Aim of the exercise = Copy verbatim the stretch of the records below, from the line containing "sash with red" through the end of the records, with both ends included.

Information provided =
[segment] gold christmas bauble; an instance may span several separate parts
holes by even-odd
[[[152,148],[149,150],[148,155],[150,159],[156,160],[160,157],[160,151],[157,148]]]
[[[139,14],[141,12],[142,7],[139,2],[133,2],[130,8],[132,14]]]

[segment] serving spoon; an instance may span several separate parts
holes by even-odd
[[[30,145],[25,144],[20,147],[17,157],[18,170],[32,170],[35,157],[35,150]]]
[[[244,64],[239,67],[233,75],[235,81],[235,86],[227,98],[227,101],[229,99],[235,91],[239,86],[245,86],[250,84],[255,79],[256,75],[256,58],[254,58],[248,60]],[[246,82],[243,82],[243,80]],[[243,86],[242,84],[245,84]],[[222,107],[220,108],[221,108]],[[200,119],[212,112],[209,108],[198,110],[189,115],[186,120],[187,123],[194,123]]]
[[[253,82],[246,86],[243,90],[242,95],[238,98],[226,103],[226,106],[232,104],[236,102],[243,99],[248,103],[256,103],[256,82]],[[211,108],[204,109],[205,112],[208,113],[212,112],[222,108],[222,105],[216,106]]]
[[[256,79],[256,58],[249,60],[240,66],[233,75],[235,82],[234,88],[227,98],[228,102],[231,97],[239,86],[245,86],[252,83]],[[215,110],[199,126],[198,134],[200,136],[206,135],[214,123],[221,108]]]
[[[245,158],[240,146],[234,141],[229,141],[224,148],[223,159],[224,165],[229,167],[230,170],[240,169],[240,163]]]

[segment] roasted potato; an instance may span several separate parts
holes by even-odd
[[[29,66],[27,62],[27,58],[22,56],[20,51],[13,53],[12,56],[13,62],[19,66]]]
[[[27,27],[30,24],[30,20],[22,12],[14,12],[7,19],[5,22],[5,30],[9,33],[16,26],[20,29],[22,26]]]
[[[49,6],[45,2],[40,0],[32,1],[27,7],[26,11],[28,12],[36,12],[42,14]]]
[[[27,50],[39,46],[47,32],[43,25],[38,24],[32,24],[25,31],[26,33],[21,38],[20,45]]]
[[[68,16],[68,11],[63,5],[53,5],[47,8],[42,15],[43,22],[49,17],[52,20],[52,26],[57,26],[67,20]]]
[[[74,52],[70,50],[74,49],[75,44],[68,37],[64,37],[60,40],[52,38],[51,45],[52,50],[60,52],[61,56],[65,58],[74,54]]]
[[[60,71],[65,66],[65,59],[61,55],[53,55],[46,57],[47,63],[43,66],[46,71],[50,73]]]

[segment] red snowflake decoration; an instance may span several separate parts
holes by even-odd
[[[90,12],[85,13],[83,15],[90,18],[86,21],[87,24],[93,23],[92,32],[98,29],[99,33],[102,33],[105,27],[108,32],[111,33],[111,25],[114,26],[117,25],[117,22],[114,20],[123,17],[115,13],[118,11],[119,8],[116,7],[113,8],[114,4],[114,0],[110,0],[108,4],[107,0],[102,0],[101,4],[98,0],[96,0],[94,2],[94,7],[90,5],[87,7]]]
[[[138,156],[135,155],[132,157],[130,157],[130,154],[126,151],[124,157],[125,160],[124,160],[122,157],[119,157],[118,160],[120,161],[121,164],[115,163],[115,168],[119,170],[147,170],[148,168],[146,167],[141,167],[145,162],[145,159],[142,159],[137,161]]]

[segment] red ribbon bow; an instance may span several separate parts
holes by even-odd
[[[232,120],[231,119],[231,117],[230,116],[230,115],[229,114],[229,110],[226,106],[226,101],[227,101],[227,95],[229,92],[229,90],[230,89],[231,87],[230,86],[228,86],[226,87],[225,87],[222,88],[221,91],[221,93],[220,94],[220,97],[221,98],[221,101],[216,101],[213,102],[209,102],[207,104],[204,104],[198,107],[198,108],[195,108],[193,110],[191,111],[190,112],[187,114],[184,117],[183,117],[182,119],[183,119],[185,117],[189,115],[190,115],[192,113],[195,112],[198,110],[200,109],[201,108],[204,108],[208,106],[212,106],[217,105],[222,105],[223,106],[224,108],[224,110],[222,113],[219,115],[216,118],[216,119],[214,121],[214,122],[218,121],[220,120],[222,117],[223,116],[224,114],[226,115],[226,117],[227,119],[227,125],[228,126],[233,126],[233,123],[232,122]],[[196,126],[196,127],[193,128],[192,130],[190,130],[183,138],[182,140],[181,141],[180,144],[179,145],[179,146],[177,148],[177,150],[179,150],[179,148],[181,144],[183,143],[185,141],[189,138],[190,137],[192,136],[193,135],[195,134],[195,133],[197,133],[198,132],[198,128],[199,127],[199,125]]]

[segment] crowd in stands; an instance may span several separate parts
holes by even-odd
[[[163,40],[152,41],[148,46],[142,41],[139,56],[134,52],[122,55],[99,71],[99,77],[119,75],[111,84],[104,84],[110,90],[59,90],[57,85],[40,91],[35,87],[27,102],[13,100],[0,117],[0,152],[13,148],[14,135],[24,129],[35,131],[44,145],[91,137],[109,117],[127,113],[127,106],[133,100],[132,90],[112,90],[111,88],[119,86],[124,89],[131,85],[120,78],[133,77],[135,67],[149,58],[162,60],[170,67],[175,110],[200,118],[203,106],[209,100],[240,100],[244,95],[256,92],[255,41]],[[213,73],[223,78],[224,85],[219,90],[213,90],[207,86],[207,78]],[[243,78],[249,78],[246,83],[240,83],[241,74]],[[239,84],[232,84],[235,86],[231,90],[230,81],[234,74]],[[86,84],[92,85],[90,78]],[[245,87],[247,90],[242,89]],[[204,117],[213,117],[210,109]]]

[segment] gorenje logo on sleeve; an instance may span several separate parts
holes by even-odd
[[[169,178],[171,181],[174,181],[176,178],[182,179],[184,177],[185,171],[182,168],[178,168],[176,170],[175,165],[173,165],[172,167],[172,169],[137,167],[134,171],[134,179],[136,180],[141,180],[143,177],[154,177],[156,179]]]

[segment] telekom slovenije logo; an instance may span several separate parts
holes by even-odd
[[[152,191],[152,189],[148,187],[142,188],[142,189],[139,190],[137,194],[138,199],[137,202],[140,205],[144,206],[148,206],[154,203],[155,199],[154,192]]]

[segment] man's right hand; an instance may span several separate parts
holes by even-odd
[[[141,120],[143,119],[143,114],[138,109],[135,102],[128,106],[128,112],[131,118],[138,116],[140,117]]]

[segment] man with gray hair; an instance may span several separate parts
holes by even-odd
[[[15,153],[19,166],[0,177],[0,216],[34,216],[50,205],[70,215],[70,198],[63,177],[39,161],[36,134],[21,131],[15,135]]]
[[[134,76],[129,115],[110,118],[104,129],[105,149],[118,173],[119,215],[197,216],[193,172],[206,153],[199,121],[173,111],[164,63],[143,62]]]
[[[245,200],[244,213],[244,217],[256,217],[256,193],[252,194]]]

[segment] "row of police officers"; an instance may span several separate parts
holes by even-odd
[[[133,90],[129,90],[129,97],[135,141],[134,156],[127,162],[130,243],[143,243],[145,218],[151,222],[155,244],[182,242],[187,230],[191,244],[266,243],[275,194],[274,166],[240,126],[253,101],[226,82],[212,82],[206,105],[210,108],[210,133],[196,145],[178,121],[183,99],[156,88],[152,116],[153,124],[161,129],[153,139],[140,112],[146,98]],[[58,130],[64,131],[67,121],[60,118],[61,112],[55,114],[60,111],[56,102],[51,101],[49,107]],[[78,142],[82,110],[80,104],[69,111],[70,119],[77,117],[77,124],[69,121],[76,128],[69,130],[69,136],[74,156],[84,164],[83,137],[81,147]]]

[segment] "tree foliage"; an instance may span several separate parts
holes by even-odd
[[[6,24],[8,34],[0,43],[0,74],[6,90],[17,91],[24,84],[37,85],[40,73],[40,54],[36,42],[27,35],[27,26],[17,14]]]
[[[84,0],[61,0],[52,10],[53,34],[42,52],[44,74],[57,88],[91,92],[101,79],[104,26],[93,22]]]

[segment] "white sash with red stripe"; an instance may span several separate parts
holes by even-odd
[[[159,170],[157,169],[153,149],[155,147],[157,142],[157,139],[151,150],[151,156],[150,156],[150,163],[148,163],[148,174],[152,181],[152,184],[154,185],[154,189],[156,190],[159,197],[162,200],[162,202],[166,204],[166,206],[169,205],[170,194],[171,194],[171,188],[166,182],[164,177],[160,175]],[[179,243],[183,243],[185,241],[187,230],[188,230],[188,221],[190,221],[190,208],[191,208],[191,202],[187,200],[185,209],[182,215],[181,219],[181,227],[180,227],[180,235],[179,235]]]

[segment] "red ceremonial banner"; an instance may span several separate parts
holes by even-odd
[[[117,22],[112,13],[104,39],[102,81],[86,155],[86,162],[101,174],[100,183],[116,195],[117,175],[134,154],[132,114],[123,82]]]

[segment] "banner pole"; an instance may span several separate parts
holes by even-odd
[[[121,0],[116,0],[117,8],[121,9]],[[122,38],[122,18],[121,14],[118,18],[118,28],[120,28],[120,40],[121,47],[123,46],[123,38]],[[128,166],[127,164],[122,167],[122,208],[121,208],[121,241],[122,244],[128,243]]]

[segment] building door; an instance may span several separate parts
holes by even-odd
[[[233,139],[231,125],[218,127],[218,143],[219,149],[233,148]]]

Correct answer =
[segment] "white sash with red stripe"; an instance may span several separate parts
holes by even-odd
[[[159,170],[157,169],[153,149],[155,147],[157,142],[157,139],[151,150],[151,156],[150,156],[150,163],[148,163],[148,174],[152,181],[152,184],[154,185],[154,189],[156,190],[159,197],[162,200],[162,202],[166,204],[166,206],[169,205],[170,194],[171,194],[171,188],[166,182],[164,177],[160,175]],[[179,243],[183,243],[185,241],[187,230],[188,230],[188,221],[190,221],[190,208],[191,208],[191,202],[187,200],[185,209],[182,215],[181,219],[181,227],[180,227],[180,235],[179,235]]]

[segment] "red ceremonial banner"; an instance may span several separate parts
holes by even-odd
[[[117,22],[112,13],[104,39],[102,81],[86,155],[86,162],[101,174],[100,183],[116,195],[117,175],[134,154],[132,114],[123,82]]]

[segment] "banner pole"; an instance may span several separate parts
holes by even-odd
[[[121,0],[116,0],[117,8],[121,9]],[[122,38],[122,18],[121,14],[118,18],[118,28],[120,28],[120,40],[121,47],[123,46],[123,38]],[[128,166],[127,164],[122,167],[122,208],[121,208],[121,241],[122,244],[128,243]]]

[segment] building door; an instance may span several separate parts
holes by even-odd
[[[233,139],[231,125],[218,127],[218,143],[219,149],[233,148]]]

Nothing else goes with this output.